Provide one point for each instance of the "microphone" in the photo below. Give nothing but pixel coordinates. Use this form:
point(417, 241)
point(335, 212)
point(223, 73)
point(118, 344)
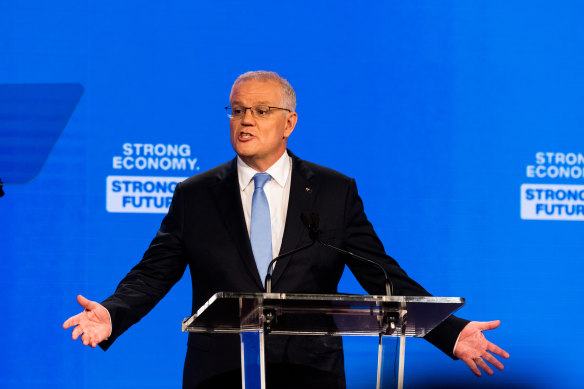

WHAT TO WORK ON ▸
Your task is to quote exactly the lines from the one with "point(417, 241)" through the end of the material, both included, without reproducing any pictures.

TASK ANSWER ▸
point(417, 241)
point(335, 212)
point(223, 73)
point(118, 344)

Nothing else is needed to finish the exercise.